(Collected data entries)
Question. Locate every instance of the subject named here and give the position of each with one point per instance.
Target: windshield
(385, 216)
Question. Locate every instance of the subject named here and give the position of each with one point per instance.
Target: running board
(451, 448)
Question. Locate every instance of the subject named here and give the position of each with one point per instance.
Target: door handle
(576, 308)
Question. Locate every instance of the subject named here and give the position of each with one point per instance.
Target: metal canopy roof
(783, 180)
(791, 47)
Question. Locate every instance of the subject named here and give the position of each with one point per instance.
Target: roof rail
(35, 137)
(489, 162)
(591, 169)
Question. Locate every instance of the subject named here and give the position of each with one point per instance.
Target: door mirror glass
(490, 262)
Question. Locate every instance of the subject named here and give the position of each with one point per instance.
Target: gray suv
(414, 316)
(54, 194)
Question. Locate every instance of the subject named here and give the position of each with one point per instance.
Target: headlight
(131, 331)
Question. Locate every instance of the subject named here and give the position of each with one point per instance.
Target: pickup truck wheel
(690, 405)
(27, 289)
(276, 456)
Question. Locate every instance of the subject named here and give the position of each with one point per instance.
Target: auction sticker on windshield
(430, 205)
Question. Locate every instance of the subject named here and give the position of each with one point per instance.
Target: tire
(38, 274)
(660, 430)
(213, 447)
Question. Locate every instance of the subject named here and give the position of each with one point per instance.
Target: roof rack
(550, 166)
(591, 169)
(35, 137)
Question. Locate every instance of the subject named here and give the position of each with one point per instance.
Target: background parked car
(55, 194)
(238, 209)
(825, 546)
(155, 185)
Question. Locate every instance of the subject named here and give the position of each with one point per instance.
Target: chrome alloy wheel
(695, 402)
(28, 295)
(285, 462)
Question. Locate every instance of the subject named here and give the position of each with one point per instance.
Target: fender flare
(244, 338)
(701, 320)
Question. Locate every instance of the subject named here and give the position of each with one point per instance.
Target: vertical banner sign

:: TASK REQUIREMENTS ::
The entries above should be copied out exactly, with none left out.

:: SOLUTION TO THIS PROBLEM ::
Question. Locate every instance of the subject named here and give the position of each with one point per instance.
Target: windshield
(385, 216)
Question. Locate every instance of the subject named here and give the position of each with one point per instance.
Target: running board
(451, 448)
Question. Locate every instance of the subject named here and give the position of each with one point per instance.
Target: door handle
(576, 308)
Question. Locate every instance of the subject named here and give the position of each with one point per instance.
Target: metal canopy roof
(783, 180)
(791, 47)
Question. Locate every instance of the subject named here and give the position of each with one point per instance.
Target: roof rail
(35, 137)
(489, 162)
(591, 169)
Question. Locate every instance of the subject named here and give the position of each with one point per instance.
Target: door mirror glass
(490, 262)
Question. Locate every instance of the subject named here and give the position of each with one point per instance.
Target: gray suv
(414, 316)
(54, 194)
Question. Locate every instance of the subject named here and give the position of each with one point per instance.
Target: headlight
(131, 331)
Question. Locate every instance of the subject named here and give the position of each with one point per instance.
Target: pickup truck wheel
(690, 405)
(27, 289)
(276, 456)
Question. Locate every instance of the subject named here and give the position of each with one point per instance.
Target: auction sticker on windshield
(430, 205)
Question. Locate every instance of the subject named here and give the position of each with one point per instance.
Target: tire
(38, 274)
(660, 430)
(213, 447)
Question. Locate every instance of the subject named here and give the position of each with one point per instance.
Target: roof rack
(550, 166)
(591, 169)
(35, 137)
Question. Locate every instance of the subject named here and give the position of each with one point per instance.
Target: background parked car
(55, 194)
(238, 209)
(825, 546)
(155, 185)
Question. Locate every instance of the subject named here and give the position of each with one point per instance.
Target: chrome alloy wheel
(695, 402)
(28, 295)
(285, 462)
Question. Locate every instance of the subject named here and give the position of each with one point per instance.
Target: fender flare
(244, 338)
(701, 320)
Question. Locate every instance of the subject named here and give the position of each with one point per instance.
Target: vertical banner sign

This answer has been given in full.